Items stored from a collection:

────────

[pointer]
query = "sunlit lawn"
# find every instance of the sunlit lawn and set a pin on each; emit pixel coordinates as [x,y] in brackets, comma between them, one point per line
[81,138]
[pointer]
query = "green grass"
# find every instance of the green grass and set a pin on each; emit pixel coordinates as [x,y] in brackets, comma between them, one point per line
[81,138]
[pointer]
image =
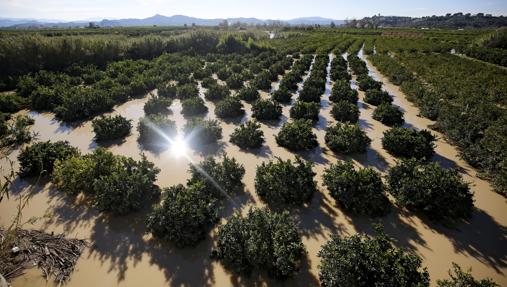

────────

**Set exercise**
Please show each line above that contains the word "emit". Case counts.

**Task response**
# find every instance of the sunlit lawn and set a pin on each; emit pixel coordinates as [x,y] in brackets, comma between them, one point per line
# find every instance of the green grass and set a pin on each; emit pixel coordinates as [x,y] in brackets, comma between them, one point per line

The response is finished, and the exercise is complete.